• Problem details
Could the listing below be reproduced exactly, minus its pictures?

• Provided data
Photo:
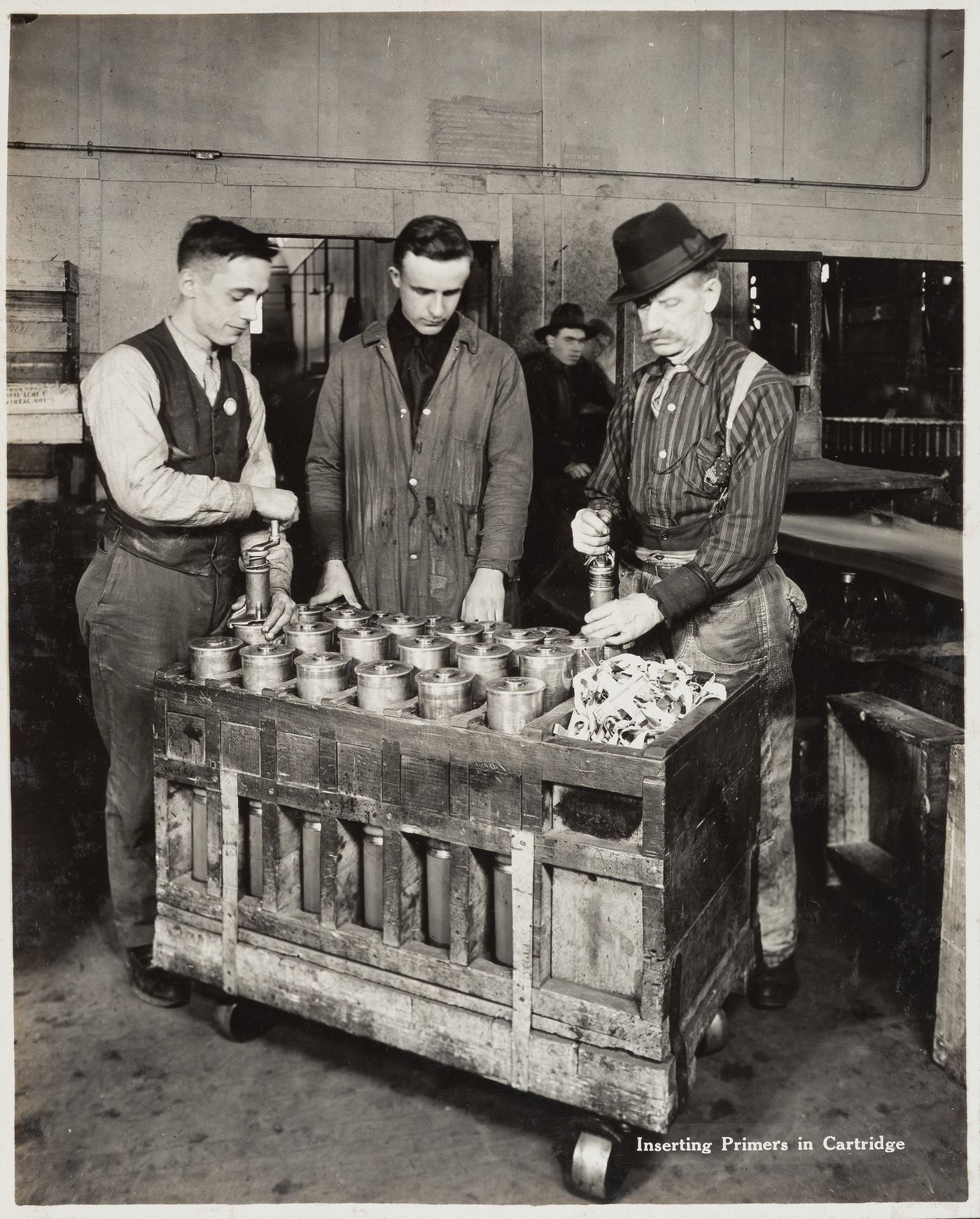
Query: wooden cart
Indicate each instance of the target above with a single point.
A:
(624, 947)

• Solution below
Photo:
Query: wooden cart
Indicate each instance of the target above with a single point.
A:
(624, 947)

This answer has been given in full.